> Prompt
Starting at the line that contains "point: blurred leaf" and ending at the end of the listing, write those lines out again with "one point per instance" swapped for "one point for each instance". Leave everything else unchanged.

.....

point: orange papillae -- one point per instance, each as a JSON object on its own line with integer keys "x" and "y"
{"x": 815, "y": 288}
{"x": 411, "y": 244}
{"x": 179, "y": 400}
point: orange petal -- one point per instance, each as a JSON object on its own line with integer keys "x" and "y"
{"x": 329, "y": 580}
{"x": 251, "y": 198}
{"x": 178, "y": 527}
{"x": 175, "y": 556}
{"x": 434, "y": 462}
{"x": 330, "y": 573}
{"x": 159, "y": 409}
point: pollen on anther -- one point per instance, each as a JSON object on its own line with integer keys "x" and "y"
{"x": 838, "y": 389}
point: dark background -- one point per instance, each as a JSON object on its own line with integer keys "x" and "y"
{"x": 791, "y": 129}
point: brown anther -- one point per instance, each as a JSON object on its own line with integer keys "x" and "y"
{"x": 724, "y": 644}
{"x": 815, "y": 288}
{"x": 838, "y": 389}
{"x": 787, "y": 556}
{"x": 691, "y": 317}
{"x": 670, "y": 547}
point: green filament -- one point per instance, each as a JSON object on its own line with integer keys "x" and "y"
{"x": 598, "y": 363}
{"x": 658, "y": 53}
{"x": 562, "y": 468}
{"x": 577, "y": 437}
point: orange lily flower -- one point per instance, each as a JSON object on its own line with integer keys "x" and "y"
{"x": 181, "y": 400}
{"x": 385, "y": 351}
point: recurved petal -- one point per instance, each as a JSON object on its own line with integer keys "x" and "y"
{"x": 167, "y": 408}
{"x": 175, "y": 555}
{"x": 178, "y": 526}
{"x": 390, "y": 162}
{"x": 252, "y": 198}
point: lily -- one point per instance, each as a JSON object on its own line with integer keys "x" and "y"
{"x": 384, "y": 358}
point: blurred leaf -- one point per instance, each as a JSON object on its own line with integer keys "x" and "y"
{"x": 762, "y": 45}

.....

> Answer to this task
point: blurred leaf -- one point for each instance, each as a JSON object on its own line with integer keys "x" and "y"
{"x": 762, "y": 45}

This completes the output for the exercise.